━━━ EXERCISE MATERIALS ━━━
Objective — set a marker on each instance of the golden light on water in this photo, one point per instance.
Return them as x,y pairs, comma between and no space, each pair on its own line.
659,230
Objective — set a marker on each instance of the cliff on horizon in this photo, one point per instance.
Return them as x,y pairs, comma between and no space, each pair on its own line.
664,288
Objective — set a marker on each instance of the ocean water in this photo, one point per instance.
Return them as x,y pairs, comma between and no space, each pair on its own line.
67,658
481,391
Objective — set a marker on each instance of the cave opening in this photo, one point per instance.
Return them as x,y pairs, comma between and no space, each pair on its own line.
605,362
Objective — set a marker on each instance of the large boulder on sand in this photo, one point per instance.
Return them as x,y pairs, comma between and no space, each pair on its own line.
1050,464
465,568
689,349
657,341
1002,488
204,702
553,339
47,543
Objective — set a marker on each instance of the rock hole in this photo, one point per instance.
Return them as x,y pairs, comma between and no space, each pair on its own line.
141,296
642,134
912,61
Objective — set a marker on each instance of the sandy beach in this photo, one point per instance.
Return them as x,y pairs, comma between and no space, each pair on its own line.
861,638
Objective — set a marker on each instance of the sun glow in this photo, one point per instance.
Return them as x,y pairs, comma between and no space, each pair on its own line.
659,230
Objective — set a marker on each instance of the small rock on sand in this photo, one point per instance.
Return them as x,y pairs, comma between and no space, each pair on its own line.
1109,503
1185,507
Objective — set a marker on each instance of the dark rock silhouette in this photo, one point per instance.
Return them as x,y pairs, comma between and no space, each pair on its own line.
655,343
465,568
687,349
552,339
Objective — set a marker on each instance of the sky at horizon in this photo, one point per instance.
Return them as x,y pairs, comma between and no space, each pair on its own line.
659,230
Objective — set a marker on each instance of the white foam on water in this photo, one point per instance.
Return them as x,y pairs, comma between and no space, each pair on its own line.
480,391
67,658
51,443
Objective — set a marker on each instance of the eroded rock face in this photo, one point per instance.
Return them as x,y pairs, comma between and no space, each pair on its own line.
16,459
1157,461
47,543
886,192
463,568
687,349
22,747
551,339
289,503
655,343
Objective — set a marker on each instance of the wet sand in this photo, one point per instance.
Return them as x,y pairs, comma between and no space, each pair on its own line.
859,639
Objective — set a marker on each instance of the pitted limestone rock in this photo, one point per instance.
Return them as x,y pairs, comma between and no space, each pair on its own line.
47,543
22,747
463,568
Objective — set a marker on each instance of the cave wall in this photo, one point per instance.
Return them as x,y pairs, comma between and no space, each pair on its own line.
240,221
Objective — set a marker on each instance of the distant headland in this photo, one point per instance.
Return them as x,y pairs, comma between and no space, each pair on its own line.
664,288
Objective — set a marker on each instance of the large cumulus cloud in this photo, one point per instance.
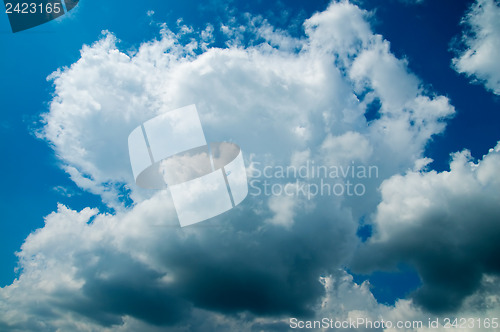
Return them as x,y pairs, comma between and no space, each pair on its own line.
284,100
445,224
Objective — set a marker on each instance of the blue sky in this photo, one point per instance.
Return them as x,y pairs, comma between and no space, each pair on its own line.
424,37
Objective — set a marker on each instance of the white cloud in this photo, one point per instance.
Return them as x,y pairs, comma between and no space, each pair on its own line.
284,101
445,224
482,41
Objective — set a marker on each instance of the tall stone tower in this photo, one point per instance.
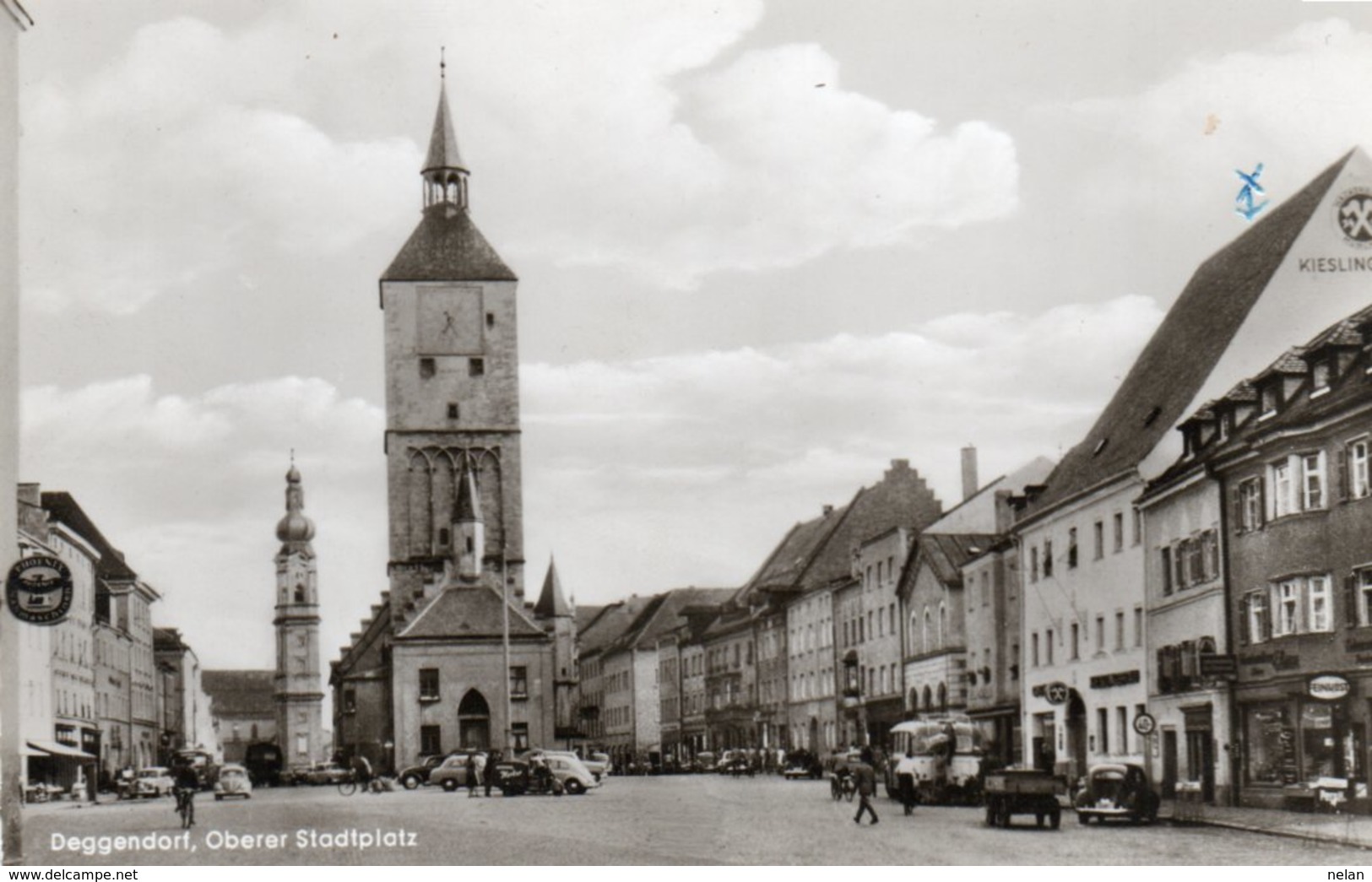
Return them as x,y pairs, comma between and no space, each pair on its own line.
298,690
452,397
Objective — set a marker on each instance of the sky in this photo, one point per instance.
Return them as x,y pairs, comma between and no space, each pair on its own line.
763,250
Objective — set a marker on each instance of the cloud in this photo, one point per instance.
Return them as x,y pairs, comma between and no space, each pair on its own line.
621,138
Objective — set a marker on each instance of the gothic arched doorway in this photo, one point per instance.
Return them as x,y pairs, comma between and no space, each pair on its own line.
1076,734
474,722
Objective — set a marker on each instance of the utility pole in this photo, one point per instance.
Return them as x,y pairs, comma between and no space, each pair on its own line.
14,19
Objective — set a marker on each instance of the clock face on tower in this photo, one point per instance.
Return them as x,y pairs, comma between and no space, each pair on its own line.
449,320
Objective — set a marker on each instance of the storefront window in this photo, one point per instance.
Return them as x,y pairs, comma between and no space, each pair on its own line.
1272,757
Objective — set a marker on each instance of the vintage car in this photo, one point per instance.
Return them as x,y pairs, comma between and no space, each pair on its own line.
567,774
325,774
1117,790
154,781
419,774
234,781
452,772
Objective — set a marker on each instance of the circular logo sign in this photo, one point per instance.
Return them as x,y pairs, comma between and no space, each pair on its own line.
1353,215
39,590
1328,688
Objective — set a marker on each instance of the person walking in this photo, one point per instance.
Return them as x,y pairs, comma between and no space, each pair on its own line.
472,774
866,787
490,770
906,776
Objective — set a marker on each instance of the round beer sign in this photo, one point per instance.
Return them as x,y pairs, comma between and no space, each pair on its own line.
39,590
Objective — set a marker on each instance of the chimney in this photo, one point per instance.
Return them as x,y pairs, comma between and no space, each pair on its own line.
969,472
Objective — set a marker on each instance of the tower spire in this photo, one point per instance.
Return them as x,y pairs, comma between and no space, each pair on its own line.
445,173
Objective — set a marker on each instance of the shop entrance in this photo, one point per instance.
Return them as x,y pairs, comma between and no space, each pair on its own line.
1077,734
1169,765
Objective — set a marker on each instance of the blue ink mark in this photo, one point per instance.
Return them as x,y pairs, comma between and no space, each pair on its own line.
1246,208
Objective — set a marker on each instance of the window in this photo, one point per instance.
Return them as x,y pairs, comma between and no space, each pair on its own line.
1288,608
1282,501
1320,614
1258,622
1250,505
1357,458
428,684
1363,582
1312,480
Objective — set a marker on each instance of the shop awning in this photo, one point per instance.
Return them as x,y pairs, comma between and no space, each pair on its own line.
59,749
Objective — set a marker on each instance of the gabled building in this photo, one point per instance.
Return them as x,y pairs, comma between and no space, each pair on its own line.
1291,273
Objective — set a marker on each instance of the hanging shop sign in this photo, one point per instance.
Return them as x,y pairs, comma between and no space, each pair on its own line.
39,590
1327,688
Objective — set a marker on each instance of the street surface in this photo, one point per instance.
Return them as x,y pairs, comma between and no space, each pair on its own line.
702,820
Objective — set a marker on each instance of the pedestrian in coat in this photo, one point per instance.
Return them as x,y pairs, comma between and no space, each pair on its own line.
906,776
866,779
490,770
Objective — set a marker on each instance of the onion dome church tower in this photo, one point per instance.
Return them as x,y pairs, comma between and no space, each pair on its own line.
298,689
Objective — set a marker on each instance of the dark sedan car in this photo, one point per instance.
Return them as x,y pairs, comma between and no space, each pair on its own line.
415,776
1117,790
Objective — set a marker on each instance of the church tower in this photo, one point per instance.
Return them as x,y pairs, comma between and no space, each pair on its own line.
298,690
452,397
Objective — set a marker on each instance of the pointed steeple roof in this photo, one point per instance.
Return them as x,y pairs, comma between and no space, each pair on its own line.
468,501
443,153
550,601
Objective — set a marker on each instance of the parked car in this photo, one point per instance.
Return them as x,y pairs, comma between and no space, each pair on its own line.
234,781
452,772
1117,790
327,774
419,774
567,776
154,781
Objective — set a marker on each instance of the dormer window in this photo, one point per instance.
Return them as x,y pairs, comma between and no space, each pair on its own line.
1269,401
1320,376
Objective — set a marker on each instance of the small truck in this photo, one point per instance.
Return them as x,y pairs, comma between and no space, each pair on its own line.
1024,792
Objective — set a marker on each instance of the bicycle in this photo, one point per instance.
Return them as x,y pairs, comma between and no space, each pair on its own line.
186,807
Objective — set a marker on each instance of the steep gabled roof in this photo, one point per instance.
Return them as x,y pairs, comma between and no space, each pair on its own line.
468,612
1185,349
241,693
946,553
65,509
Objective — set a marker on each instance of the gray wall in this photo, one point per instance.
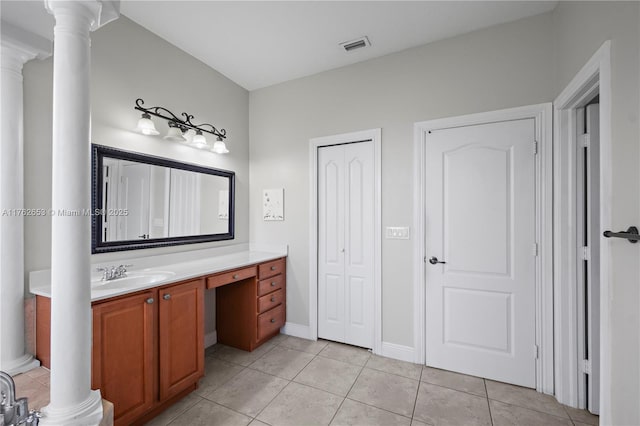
━━━
YOUR TASK: Find the word "horizon" in the data and copy out each line where it turns up.

TASK OUTPUT:
Objective — set a marker on each instance of the cliff on horizon in this photo, one point per instance.
Objective — set a marker on each instance of the sky at horizon in this photo, one point per instance.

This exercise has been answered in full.